→ Given task: Reproduce every line of the records from the line that contains "Player-spacing review: tag the worker" through the end of the records, inclusive, requests included, and add 12 to each number in the answer coordinates.

[Dataset excerpts on object pointing]
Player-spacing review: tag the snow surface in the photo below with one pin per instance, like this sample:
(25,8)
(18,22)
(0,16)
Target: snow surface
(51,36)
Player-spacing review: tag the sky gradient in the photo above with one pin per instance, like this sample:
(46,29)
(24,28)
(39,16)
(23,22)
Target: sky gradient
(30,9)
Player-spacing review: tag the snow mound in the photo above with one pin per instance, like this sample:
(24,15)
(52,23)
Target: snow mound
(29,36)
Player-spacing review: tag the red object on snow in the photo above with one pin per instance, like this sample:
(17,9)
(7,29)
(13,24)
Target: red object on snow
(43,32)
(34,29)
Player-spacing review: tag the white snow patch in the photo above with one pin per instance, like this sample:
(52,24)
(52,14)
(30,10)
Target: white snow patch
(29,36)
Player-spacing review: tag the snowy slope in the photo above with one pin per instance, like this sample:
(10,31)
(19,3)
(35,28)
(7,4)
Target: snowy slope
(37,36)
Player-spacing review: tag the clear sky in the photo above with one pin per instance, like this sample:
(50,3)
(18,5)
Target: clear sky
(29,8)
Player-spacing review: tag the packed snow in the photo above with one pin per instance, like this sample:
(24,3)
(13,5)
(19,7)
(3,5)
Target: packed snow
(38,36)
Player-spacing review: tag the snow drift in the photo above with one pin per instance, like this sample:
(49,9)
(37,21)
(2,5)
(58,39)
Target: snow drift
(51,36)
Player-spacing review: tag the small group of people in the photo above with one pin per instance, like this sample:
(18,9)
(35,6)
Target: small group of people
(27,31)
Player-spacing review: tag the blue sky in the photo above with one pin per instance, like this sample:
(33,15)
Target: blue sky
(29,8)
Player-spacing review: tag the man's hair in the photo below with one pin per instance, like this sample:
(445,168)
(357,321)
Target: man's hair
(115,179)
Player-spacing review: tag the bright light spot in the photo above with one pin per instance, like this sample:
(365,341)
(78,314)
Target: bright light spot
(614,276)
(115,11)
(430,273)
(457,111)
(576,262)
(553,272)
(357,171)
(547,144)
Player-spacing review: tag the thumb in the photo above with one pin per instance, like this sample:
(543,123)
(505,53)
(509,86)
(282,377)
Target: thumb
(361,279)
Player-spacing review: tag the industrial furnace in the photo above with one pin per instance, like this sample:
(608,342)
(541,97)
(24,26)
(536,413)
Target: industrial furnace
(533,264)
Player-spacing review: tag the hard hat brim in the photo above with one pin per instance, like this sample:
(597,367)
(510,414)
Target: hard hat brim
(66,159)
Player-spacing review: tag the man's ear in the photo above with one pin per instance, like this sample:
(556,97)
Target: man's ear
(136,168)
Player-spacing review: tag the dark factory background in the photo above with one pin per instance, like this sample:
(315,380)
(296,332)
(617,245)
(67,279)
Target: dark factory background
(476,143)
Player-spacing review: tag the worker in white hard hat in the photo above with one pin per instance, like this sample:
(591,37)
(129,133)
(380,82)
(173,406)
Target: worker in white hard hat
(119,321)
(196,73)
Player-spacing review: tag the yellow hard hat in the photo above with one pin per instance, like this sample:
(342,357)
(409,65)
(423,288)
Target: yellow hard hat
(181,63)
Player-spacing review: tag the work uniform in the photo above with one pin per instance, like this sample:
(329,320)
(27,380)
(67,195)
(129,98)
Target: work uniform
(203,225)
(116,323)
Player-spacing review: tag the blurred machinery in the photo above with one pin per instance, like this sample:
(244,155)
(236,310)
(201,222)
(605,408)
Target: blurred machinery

→ Solved exercise:
Player-spacing review: tag the worker in white hard hat in the photo above with one pin per instance, like this sample:
(591,37)
(129,133)
(380,82)
(173,406)
Target: worker in white hard hat
(131,333)
(208,85)
Player-spacing review: tag the yellow hard hat in the photo above with one pin per instance, like this sample:
(342,357)
(409,65)
(423,288)
Target: yellow hard hat
(193,75)
Player-spacing review: tag the work uniform in the photo above with one pin per instance, like this sample:
(329,320)
(27,380)
(67,195)
(129,98)
Target: work uniform
(215,237)
(128,335)
Player-spacing review: tag the blurred machinery in the photo above with one pin per instance, like this sample:
(244,155)
(236,310)
(201,222)
(605,408)
Target: blurred machinery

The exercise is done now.